>> Begin Task data

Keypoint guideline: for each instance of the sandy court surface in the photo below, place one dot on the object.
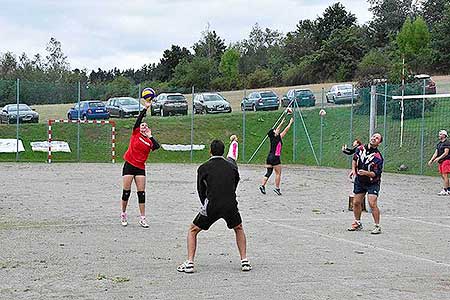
(61, 237)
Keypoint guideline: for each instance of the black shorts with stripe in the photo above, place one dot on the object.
(129, 169)
(233, 219)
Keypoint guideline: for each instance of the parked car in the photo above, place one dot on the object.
(342, 93)
(210, 103)
(430, 85)
(123, 107)
(26, 114)
(88, 110)
(169, 104)
(265, 100)
(303, 97)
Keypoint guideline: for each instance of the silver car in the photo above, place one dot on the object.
(211, 103)
(123, 107)
(342, 93)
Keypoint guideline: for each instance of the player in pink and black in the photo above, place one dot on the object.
(367, 166)
(141, 143)
(273, 161)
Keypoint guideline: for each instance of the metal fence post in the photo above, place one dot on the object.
(243, 129)
(373, 110)
(17, 118)
(321, 130)
(422, 129)
(192, 125)
(78, 122)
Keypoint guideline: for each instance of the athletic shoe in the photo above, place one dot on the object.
(186, 267)
(376, 229)
(143, 222)
(245, 265)
(262, 189)
(124, 219)
(443, 193)
(356, 226)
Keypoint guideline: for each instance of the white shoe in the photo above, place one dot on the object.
(143, 222)
(186, 267)
(124, 219)
(443, 193)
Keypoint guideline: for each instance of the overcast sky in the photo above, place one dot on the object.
(128, 34)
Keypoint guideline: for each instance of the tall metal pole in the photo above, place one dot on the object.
(17, 118)
(373, 110)
(78, 122)
(192, 125)
(294, 148)
(385, 121)
(321, 130)
(422, 130)
(243, 129)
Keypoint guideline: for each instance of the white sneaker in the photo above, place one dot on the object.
(186, 267)
(443, 193)
(124, 219)
(143, 222)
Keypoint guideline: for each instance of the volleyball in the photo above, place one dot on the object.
(148, 94)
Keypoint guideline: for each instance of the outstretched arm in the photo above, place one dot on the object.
(141, 115)
(287, 128)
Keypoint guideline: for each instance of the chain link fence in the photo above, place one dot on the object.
(314, 139)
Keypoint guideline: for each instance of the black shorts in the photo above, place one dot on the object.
(129, 169)
(273, 160)
(232, 218)
(369, 188)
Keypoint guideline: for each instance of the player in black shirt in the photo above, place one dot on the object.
(442, 157)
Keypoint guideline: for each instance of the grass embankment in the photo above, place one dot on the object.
(95, 141)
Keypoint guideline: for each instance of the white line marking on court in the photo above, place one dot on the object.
(425, 222)
(360, 244)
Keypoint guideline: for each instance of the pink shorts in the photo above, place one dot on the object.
(444, 167)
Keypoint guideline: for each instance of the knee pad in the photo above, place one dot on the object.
(141, 197)
(269, 172)
(126, 195)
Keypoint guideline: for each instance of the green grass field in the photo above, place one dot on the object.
(95, 140)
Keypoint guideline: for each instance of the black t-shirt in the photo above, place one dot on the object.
(440, 147)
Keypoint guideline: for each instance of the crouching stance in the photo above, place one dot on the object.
(217, 180)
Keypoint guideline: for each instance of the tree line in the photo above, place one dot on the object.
(332, 47)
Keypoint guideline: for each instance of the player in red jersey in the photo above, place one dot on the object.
(141, 143)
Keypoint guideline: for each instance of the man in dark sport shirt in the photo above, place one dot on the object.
(367, 165)
(273, 161)
(141, 143)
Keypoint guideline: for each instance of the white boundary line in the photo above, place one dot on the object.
(360, 244)
(425, 222)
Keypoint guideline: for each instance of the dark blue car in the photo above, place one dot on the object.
(88, 110)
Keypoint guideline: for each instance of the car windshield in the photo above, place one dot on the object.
(212, 97)
(22, 107)
(303, 93)
(174, 98)
(268, 94)
(96, 104)
(344, 87)
(128, 101)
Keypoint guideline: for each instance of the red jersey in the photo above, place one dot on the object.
(138, 149)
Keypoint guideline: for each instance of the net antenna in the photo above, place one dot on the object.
(413, 97)
(101, 122)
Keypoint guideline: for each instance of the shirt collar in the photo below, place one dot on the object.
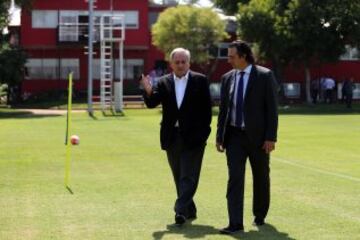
(185, 77)
(247, 70)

>> End Task data

=== Given request ===
Can you convert all of the records above into a JSON list of strings, with one string for each line and no blank lines? Leave the pictures out of your answer.

=== Worked solution ===
[
  "Keypoint guideline: for each instance of the sandy court surface in the photo below, place one dot on the object.",
  "(61, 237)",
  "Keypoint guideline: for each instance of the black shorts with stripe in the photo above, place one dot on the object.",
  "(129, 169)",
  "(233, 219)",
  "Keypoint guideline: for each instance of the parked car in the photo above, place one dot on the object.",
  "(342, 93)",
  "(210, 103)",
  "(430, 85)",
  "(123, 107)",
  "(26, 114)",
  "(88, 110)",
  "(169, 104)",
  "(265, 100)",
  "(303, 97)",
  "Keypoint guideline: for each instance of the silver car in the photo above, place one dot on the object.",
  "(211, 103)",
  "(123, 107)",
  "(342, 93)",
  "Keypoint guideline: for each instance of the player in pink and black in the photo above, place one dot on the object.",
  "(367, 166)",
  "(141, 143)",
  "(273, 161)",
  "Keypoint guideline: for each instance of the metal fence post in the photo above, place one dot on the object.",
  "(243, 129)",
  "(373, 110)",
  "(17, 118)",
  "(321, 130)",
  "(422, 129)",
  "(192, 125)",
  "(78, 122)",
  "Keypoint guideline: for each instance of the athletic shoe in the photo above, place one dot on the object.",
  "(186, 267)",
  "(376, 229)",
  "(143, 222)",
  "(245, 265)",
  "(262, 189)",
  "(124, 219)",
  "(443, 193)",
  "(356, 226)",
  "Keypoint guideline: for each instance of the white shoe in the photo above, place one dot on the object.",
  "(143, 222)",
  "(186, 267)",
  "(124, 219)",
  "(443, 193)",
  "Keypoint guideline: for each instance of the overcast sky in the photo above, place one dot on the object.",
  "(128, 34)",
  "Keypoint guideline: for each instance of the tall metal pole in the photo above, place one dot on the object.",
  "(17, 118)",
  "(373, 110)",
  "(78, 122)",
  "(192, 125)",
  "(294, 148)",
  "(385, 121)",
  "(321, 130)",
  "(422, 130)",
  "(243, 129)",
  "Keypoint guideline: for each instance of the white sneaker in the photo above, place one dot on the object.",
  "(186, 267)",
  "(443, 193)",
  "(124, 219)",
  "(143, 222)",
  "Keypoint guideline: for each instance of the volleyball in the photo above, place one dot on the object.",
  "(148, 94)",
  "Keypoint guideline: for each instance of the outstretched arm in the photo above, place one dot on the object.",
  "(141, 115)",
  "(287, 128)",
  "Keypoint guideline: for each instance of the chain link fence in the photo above, place one dot on the object.",
  "(314, 139)",
  "Keypoint guideline: for each instance of the black shorts in the photo above, place one dot on the object.",
  "(129, 169)",
  "(273, 160)",
  "(232, 218)",
  "(369, 188)",
  "Keypoint guideline: for each instance of the player in black shirt in the photo above, place one dot on the object.",
  "(442, 157)",
  "Keypoint guideline: for each instance of the grass embankment in the photo above, place one dot on the object.",
  "(95, 141)",
  "Keypoint guideline: for each instance of the white line marking on court in the photo above, place one dot on the object.",
  "(425, 222)",
  "(360, 244)",
  "Keypoint guideline: for each instance of the pink shorts in the photo above, place one dot on the object.",
  "(444, 167)",
  "Keypoint guideline: for each instance of the knee pad in the photo above, place one dot on the object.",
  "(141, 197)",
  "(269, 172)",
  "(126, 195)",
  "Keypoint guideline: for each instance of the green grass field in the photo above, place one dot on the object.",
  "(95, 140)",
  "Keypoint guideline: for each instance of the black t-shirt in the photo above, place one dot on the object.",
  "(440, 147)",
  "Keypoint guideline: for each instance of the crouching stance in the photo above, place one dot on the object.",
  "(217, 180)",
  "Keypoint guideline: for each instance of the tree line in the photo above, place one dot on the object.",
  "(332, 47)",
  "Keypoint guideline: for each instance of the player in red jersey in the photo above, place one dot on the object.",
  "(141, 143)",
  "Keypoint guideline: for each instance of the man in dark sport shirt in the photo above, place one dot on the object.",
  "(367, 165)",
  "(273, 161)",
  "(141, 143)",
  "Keypoint guideline: for each instance of the white boundary line in the photo above, place one dot on the object.",
  "(360, 244)",
  "(425, 222)",
  "Keypoint guideline: for each instance of the dark blue car in the photo above, place one dot on the object.",
  "(88, 110)",
  "Keypoint guideline: for each instance of the car windshield in the photo above, place one dot on the object.",
  "(212, 97)",
  "(22, 107)",
  "(303, 93)",
  "(174, 98)",
  "(268, 94)",
  "(96, 104)",
  "(344, 87)",
  "(128, 101)",
  "Keypoint guideline: for each instance of the red jersey in the photo above, place one dot on the object.",
  "(138, 149)",
  "Keypoint guideline: for each instance of the net antenna in the photo above, place one dot on the object.",
  "(413, 97)",
  "(101, 122)",
  "Keypoint guideline: for each instance of the shirt collar in the photo below, place one dot on the object.",
  "(185, 77)",
  "(247, 70)"
]